▸ Questions to answer
1. List every container named in the container selection guide below under "Container Resource Requirements."
2. In the container selection guide below, which container does the guide say to test with first, to validate configuration before expensive tests?
3. Continue the container selection guide below from its last line.

▸ Reading passage
◆ ◆ ◆

Container Selection Guide

Choose the Right Container for Your Use Case

For Security Assessment:

  • Garak: Comprehensive vulnerability scanning with 40+ probes

  • DeepTeam: Advanced red teaming with multi-system orchestration

  • Combined: Use both for complete security coverage

For Conversational Quality:

  • Chatbot Simulator: Multi-turn dialogue testing with persona-based evaluation

  • TrustLLM: Academic-grade trustworthiness assessment

For Development and Validation:

  • Mock Tester: Quick compatibility and configuration validation

For Research and Benchmarking:

  • TrustLLM: Standardized academic benchmarks

  • DeepTeam: Research-grade adversarial evaluation

Performance Considerations

Container Resource Requirements:

  • Mock Tester: Minimal resources, fast execution

  • Garak: Medium resources, depends on probe selection and generations

  • Chatbot Simulator: Medium-high resources, depends on conversation complexity

  • DeepTeam: High resources, requires multiple LLM API calls

  • TrustLLM: High resources, comprehensive benchmark evaluation

Optimization Tips:

  • Start with smaller generations and num_scenarios for development

  • Use parallel_attempts and max_concurrent to balance speed vs. resource usage

  • Test with Mock Tester first to validate configuration before expensive tests

  • Use --concurrent-tests CLI option to run multiple containers in parallel

Environment and API Key Management

Required Environment Variables by Container

Garak:

# Requires API key for target system
export OPENAI_API_KEY="sk-your-key"        # For OpenAI systems
export ANTHROPIC_API_KEY="sk-ant-your-key" # For Anthropic systems

DeepTeam:

# Requires API keys for all three systems (target, simulator, evaluator)
export OPENAI_API_KEY="sk-your-openai-key"

◆ ◆ ◆

▸ Given entries
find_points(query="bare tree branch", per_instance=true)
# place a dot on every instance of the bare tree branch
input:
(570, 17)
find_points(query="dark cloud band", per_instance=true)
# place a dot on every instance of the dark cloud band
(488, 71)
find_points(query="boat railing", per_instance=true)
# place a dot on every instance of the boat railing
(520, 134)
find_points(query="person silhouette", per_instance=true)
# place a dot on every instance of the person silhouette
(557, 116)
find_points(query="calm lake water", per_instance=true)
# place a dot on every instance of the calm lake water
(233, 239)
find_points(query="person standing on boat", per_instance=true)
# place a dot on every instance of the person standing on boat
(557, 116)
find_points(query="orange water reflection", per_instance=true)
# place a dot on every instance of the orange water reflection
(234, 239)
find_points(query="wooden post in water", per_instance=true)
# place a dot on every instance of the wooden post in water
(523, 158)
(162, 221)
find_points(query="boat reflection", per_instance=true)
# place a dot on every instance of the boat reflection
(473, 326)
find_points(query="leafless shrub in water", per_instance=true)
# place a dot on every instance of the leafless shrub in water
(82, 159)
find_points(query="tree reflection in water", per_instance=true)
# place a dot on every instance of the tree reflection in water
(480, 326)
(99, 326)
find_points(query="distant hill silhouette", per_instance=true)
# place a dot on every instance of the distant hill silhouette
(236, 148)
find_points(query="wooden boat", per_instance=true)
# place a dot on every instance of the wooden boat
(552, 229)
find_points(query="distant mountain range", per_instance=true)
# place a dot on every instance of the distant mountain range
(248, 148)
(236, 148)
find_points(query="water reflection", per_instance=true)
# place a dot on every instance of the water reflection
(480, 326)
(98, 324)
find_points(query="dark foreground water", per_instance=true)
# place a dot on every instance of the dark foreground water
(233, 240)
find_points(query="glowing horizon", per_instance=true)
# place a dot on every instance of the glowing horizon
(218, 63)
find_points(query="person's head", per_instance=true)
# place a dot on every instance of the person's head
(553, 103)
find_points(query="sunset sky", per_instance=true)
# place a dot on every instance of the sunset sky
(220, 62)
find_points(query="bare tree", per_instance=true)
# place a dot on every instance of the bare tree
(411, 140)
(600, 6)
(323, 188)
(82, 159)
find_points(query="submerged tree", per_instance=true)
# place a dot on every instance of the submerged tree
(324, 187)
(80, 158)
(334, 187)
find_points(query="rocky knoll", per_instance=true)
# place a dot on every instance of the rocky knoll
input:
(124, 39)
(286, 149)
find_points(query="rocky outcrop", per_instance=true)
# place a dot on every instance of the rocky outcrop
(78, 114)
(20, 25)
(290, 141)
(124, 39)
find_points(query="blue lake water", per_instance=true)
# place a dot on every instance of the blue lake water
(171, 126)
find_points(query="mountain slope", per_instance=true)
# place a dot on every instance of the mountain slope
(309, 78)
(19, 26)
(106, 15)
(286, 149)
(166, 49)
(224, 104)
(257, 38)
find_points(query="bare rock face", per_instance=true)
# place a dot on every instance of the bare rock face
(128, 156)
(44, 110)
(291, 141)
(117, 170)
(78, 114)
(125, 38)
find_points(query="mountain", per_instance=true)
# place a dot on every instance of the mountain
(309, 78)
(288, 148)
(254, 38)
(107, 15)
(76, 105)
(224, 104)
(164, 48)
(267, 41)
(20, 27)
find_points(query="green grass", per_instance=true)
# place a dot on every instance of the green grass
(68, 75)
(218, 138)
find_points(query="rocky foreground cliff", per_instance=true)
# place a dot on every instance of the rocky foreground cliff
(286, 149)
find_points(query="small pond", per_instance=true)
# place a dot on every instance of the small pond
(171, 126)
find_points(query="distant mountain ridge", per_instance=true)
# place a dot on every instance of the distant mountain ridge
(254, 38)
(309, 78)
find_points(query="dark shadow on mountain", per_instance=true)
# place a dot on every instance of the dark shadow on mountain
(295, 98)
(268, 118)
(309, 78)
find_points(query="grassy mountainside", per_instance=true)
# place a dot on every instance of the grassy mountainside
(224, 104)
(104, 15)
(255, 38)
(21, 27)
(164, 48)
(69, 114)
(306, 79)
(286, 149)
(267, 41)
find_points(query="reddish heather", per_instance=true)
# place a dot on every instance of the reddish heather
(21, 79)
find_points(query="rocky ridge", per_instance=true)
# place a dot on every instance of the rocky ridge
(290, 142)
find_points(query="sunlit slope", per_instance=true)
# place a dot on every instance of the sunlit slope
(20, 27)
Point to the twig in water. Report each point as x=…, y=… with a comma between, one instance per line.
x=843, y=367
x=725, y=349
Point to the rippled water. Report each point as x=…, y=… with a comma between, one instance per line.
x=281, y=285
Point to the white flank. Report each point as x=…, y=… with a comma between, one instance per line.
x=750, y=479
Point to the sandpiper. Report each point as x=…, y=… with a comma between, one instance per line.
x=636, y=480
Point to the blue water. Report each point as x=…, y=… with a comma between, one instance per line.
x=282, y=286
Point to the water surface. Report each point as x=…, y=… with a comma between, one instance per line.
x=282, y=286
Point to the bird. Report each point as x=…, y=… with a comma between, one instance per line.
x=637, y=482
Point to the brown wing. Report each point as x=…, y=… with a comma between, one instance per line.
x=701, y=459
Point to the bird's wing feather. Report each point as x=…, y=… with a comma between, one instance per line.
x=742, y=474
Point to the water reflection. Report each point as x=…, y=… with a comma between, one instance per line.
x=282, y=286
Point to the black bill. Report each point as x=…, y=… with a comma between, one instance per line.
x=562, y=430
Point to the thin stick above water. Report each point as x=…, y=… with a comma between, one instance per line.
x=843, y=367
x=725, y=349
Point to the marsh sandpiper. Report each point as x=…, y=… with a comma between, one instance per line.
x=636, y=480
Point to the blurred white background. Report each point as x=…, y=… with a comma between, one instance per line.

◆ ◆ ◆

▸ Answers in order
1.
Mock Tester
Garak
Chatbot Simulator
DeepTeam
TrustLLM

2. Mock Tester

3.
export ANTHROPIC_API_KEY="sk-ant-your-anthropic-key"

Chatbot Simulator:

# Requires API keys for target, simulator, and evaluator systems
export OPENAI_API_KEY="sk-your-openai-key"      # For GPT-based simulation
export ANTHROPIC_API_KEY="sk-ant-your-key"      # For Claude-based evaluation

LiteLLM Proxy Integration

All containers work seamlessly with LiteLLM proxy for unified provider access:

LiteLLM Configuration (config.yaml):

model_list:
  - model_name: gpt-4o
    litellm_params:
      model: openai/gpt-4o
      api_key: env/OPENAI_API_KEY
      
  - model_name: claude-3-5-sonnet
    litellm_params:
      model: anthropic/claude-3-5-sonnet-20241022
      api_key: env/ANTHROPIC_API_KEY

System Configuration:

systems:
  proxy_target:
    type: "llm_api"
    params:
      base_url: "http://localhost:4000/v1"
      model: "gpt-4o"
      api_key: "sk-1234"  # LiteLLM proxy key
      
  proxy_evaluator:
    type: "llm_api"
    params:
      base_url: "http://localhost:4000/v1"
      model: "claude-3-5-sonnet"
      api_key: "sk-1234"

This approach centralizes API key management and provides unified access to 100+ LLM providers through a single proxy endpoint.